┌─ Source material

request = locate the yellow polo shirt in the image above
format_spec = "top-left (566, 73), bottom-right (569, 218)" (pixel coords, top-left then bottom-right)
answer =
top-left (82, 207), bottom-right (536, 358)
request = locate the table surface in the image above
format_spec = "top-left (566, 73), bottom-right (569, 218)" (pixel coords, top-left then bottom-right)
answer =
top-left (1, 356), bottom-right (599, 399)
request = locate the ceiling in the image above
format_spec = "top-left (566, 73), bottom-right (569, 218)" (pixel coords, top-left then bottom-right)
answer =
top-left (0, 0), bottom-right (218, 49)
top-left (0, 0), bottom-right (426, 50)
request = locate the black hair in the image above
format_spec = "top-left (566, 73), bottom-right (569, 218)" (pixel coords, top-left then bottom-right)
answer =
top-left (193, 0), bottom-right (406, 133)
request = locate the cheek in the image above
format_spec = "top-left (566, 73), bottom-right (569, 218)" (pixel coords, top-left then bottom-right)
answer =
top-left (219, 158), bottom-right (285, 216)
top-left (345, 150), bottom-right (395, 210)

└─
┌─ Source material

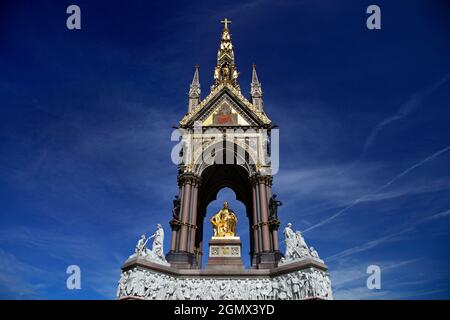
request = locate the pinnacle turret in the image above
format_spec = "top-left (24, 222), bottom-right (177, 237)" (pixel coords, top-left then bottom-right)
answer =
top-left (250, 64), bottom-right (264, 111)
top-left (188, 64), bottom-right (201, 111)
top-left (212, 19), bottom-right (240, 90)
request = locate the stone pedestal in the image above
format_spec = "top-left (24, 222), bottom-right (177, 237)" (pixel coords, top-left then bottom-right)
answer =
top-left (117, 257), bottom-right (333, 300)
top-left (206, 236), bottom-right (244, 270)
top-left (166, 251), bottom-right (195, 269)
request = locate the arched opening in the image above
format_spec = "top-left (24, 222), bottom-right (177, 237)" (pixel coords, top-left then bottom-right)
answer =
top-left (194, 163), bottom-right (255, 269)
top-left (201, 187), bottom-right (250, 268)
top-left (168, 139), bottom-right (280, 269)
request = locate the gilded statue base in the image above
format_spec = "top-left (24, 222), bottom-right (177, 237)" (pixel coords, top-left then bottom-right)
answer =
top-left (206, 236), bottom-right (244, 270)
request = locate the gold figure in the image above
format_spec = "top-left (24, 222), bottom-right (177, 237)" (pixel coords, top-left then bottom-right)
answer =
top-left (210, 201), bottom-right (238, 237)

└─

Scan the material for lines with the word "image", and copy each line you find.

▶ _Result_
request = locate the yellow polo shirt in the image above
request = locate the table surface in the image above
request = locate the ceiling in the image above
request = locate the black hair in the image above
request = locate the cheek in the image above
request = locate the pinnacle turret in the image above
request = locate the stone pedestal in the image above
request = locate the arched opening in the image above
request = locate the gilded statue base in the image above
request = locate the gold figure in the image above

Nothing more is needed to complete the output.